§ **Short exercise 1**
Reproduce word for word the part of the SHR article starting with "To understand why" and going on through "rather than abandoned.".
§ **Short exercise 2**
Proceed with the Synology Hybrid RAID article, picking up right after its last sentence.

§ **Extract provided**
—————

What is SHR? Synology Hybrid RAID Explained

SHR, or Synology Hybrid RAID, is a proprietary automated RAID management system built into Synology's DSM operating system that intelligently allocates storage across drives of different sizes. Something standard RAID configurations cannot do efficiently. It's one of the features that makes Synology NAS devices accessible to home users and small businesses who don't want to think deeply about storage architecture. Whether you're setting up a two-bay DS225+ or a five-bay DS1525+, SHR handles the complexity of RAID layout so you don't have to.

What Problem Does SHR Solve?

To understand why SHR exists, you need to understand the core limitation of standard RAID with mixed drives. In a traditional RAID 1 or RAID 5 setup, all drives are treated as if they're the same size. Specifically, the size of the smallest drive in the array. If you have three drives of 4TB, 6TB, and 8TB in a RAID 5 configuration, the system uses only 4TB from each drive. You lose 10TB of usable capacity from the larger drives entirely.

This is a real-world problem for NAS buyers who expand their storage over time. Most people don't replace all drives at once. They add a larger drive when an old one fills up, or they repurpose drives from an old system. Standard RAID punishes you for this by wasting capacity. SHR solves this by partitioning drives intelligently so that capacity from larger drives is used rather than abandoned.

How SHR Actually Works

Under the hood, SHR uses a Linux mdraid-based architecture combined with LVM (Logical Volume Manager) to manage how drive capacity is allocated. When you add drives of different sizes, SHR breaks each drive into partitions and groups matching-sized partitions into RAID 1 or RAID 5 sub-arrays. Remaining capacity on larger drives is then paired with partitions from other drives to form additional sub-arrays.

In plain terms: SHR treats each drive as a set of blocks and assembles those blocks into protected sub-volumes rather than requiring all drives to be uniform. DSM presents the entire resulting volume to you as a single unified storage pool, so you never need to think about the partitioning logic underneath. From your perspective, you have one pool of protected storage.

This architecture also means SHR storage pools can be expanded non-destructively. You can replace a drive with a larger one, wait for the array to rebuild, and repeat. Gradually increasing your total capacity without reinstalling DSM or losing your data.

SHR vs SHR-2: What's the Difference?

Synology offers two variants of SHR, and the distinction is important when it comes to fault tolerance:

• SHR (sometimes called SHR-1): Protects against a single drive failure. If one drive in your array fails, the pool survives and data remains accessible. Requires a minimum of two drives. This is the standard choice for most home and SMB deployments.

—————

§ **Stored entries**
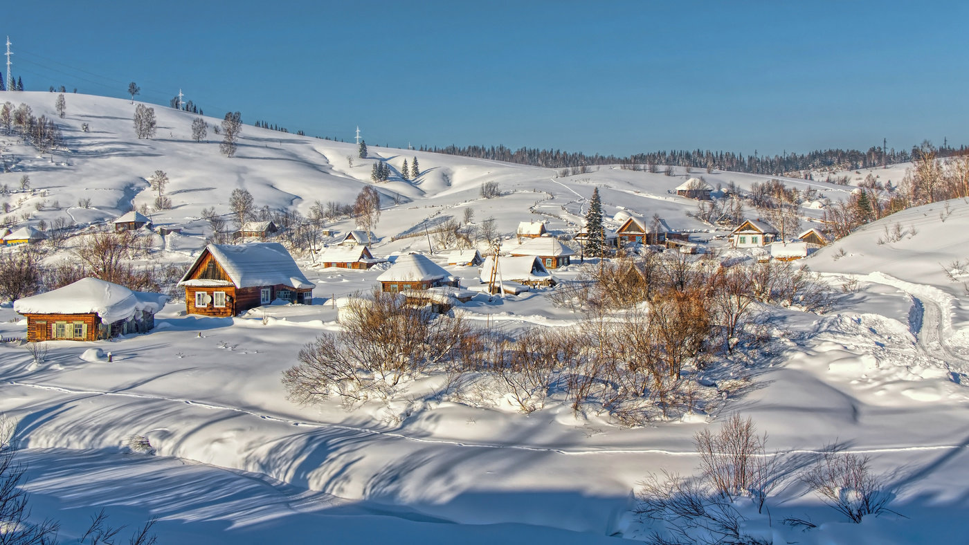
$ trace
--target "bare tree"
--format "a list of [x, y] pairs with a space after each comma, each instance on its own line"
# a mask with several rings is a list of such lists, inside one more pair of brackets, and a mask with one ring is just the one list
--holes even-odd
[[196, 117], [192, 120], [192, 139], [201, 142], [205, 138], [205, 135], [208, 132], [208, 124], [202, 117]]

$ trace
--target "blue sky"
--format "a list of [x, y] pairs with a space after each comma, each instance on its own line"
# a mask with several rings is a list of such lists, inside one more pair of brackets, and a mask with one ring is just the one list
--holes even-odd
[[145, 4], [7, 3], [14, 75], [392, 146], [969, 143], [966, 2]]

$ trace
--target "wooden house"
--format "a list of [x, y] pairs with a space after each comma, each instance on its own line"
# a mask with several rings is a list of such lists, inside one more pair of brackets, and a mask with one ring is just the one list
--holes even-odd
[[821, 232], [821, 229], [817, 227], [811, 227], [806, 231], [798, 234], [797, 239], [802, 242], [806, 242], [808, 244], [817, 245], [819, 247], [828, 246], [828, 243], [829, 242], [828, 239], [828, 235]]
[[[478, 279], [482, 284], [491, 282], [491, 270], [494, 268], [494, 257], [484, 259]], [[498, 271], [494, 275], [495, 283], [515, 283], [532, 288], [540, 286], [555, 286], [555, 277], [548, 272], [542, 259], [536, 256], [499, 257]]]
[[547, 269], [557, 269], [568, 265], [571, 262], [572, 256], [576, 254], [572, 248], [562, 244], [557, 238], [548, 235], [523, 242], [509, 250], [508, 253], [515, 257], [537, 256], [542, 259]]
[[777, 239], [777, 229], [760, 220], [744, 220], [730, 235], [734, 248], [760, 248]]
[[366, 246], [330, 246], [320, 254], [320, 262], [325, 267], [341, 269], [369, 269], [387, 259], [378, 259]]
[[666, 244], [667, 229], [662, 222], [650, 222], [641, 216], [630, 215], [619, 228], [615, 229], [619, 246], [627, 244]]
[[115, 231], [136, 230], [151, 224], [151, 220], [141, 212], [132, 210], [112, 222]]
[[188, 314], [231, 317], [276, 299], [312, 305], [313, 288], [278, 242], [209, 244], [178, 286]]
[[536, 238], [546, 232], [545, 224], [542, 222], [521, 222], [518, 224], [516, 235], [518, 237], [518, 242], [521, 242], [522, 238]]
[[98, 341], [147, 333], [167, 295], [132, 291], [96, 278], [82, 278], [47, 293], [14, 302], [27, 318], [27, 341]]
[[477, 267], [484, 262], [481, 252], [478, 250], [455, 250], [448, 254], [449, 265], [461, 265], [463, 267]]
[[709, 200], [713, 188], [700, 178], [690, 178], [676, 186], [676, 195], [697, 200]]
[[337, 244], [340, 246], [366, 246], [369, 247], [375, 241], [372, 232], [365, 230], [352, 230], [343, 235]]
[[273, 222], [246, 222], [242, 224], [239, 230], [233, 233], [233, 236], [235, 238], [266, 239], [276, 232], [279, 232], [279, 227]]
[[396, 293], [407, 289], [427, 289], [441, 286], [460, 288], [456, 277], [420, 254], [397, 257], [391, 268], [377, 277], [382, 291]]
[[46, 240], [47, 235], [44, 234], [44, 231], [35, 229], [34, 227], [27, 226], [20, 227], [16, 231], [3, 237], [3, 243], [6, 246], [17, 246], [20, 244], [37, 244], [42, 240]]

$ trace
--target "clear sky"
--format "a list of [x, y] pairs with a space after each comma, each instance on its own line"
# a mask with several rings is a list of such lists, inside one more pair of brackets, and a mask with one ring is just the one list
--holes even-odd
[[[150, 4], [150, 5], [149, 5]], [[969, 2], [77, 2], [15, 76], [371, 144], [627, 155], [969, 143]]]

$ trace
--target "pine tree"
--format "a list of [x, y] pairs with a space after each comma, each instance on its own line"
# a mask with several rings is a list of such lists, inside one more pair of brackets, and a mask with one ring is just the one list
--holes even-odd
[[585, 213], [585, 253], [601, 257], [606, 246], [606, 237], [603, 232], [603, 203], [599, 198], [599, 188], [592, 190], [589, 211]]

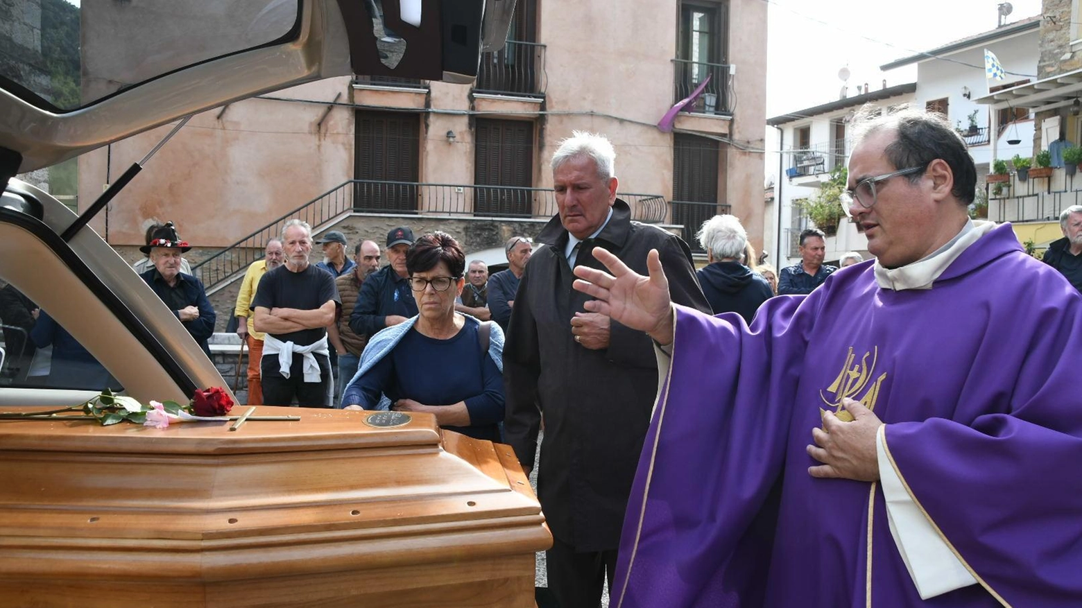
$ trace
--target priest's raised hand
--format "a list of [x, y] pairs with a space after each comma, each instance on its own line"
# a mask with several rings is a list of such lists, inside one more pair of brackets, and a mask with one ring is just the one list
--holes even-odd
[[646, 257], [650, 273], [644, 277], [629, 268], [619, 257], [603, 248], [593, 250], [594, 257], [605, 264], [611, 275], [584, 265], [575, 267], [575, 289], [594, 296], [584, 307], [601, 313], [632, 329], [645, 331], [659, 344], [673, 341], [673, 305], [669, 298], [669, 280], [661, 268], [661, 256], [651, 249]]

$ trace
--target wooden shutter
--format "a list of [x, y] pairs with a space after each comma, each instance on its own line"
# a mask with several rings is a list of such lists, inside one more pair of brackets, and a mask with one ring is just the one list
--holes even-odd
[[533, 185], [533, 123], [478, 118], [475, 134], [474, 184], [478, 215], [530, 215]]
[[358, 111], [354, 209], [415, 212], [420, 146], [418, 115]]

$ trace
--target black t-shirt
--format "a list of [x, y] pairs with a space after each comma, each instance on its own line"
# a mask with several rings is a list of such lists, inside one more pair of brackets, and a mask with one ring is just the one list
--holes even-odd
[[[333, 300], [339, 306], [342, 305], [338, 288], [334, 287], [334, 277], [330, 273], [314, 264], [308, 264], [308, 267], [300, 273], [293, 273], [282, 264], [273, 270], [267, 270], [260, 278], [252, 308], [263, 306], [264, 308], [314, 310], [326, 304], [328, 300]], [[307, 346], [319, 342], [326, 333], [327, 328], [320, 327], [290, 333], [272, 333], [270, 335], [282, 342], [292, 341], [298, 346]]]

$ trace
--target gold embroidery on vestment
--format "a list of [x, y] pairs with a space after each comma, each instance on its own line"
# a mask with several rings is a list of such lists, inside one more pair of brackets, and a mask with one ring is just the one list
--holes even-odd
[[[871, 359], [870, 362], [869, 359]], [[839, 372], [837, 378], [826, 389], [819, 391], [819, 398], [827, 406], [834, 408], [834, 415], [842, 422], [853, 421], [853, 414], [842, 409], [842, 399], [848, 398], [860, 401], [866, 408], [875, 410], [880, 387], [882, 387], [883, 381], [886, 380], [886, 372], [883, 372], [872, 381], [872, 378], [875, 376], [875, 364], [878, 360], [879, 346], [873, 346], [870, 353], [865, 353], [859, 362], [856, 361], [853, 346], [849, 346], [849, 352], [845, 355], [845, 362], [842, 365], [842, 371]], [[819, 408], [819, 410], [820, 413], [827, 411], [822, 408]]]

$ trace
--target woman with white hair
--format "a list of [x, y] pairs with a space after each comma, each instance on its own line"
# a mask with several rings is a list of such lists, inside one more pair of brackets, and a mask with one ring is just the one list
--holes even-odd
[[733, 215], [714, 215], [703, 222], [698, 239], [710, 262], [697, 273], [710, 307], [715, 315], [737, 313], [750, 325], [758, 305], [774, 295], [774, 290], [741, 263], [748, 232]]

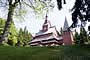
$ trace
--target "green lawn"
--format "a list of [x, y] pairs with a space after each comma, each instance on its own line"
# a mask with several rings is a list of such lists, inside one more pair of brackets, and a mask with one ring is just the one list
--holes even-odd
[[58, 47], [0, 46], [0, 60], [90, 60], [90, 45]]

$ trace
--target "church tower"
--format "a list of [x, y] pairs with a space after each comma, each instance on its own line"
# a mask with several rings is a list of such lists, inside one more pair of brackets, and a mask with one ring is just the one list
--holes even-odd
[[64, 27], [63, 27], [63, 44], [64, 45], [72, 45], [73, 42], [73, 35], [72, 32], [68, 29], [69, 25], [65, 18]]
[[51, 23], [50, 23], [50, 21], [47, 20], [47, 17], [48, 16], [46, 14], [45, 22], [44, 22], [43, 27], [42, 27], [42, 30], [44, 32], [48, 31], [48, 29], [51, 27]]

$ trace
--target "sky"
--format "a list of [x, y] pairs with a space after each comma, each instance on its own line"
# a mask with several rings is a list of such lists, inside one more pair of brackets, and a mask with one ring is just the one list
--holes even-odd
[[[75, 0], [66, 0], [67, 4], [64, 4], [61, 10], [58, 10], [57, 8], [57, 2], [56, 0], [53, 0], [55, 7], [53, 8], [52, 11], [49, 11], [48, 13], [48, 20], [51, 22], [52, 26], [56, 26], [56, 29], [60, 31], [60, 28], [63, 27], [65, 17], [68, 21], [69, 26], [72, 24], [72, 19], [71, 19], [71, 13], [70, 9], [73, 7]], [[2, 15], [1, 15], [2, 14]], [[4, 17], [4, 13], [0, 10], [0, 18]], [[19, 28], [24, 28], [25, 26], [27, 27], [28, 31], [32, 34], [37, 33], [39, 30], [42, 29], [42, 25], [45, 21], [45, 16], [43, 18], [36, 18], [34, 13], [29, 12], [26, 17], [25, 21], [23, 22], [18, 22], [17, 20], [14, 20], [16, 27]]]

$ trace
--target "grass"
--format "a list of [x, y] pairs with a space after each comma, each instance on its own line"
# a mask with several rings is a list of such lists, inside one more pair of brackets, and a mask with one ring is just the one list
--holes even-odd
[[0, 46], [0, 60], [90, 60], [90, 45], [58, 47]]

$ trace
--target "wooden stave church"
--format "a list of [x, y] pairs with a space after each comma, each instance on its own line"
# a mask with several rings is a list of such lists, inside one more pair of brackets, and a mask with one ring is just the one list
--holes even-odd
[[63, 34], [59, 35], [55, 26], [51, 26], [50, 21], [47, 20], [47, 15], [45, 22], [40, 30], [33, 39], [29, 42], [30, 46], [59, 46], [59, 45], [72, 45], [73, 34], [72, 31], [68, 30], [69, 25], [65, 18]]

—————

§ **Exercise answer 1**
To understand why SHR exists, you need to understand the core limitation of standard RAID with mixed drives. In a traditional RAID 1 or RAID 5 setup, all drives are treated as if they're the same size. Specifically, the size of the smallest drive in the array. If you have three drives of 4TB, 6TB, and 8TB in a RAID 5 configuration, the system uses only 4TB from each drive. You lose 10TB of usable capacity from the larger drives entirely.

This is a real-world problem for NAS buyers who expand their storage over time. Most people don't replace all drives at once. They add a larger drive when an old one fills up, or they repurpose drives from an old system. Standard RAID punishes you for this by wasting capacity. SHR solves this by partitioning drives intelligently so that capacity from larger drives is used rather than abandoned.

§ **Exercise answer 2**
• SHR-2: Protects against simultaneous failure of two drives. Requires a minimum of four drives. SHR-2 behaves similarly to RAID 6 in terms of redundancy but with the same mixed-drive capacity benefits. SHR-2 suits deployments where uptime and data integrity are critical. Think small business file servers or archival NAS units where a second drive failure during a rebuild would be catastrophic.

It's worth being clear about what SHR does not do: it is not a backup. SHR protects against hardware failure. A failed drive. But it does not protect against accidental deletion, ransomware, file corruption, or a NAS unit that is stolen or destroyed. Any serious data strategy needs SHR (or another RAID type) plus an offsite or cloud backup, such as Synology's own Hyper Backup.

SHR vs Standard RAID on Synology NAS

DSM supports both SHR and standard RAID types including RAID 0, RAID 1, RAID 5, RAID 6, and RAID 10. The choice isn't always SHR by default. It depends on your use case and drive configuration.

The practical guidance is straightforward. If you have identical drives. All the same capacity and ideally the same model. Standard RAID 5 or RAID 6 is a valid and slightly more portable choice (because standard RAID arrays can in theory be moved to non-Synology hardware, though this is rarely a real-world concern for home users). If you have drives of different sizes, or expect to add different-sized drives in future, SHR makes more sense and will use your hardware more efficiently.

On two-bay devices like the DS225+ (from $585 at Mwave) or DS725+ (from $869 at Mwave), SHR behaves the same as RAID 1 when both drives are identical. The difference only becomes apparent when you mix drive sizes or expand over time.

Which Synology Models Support SHR?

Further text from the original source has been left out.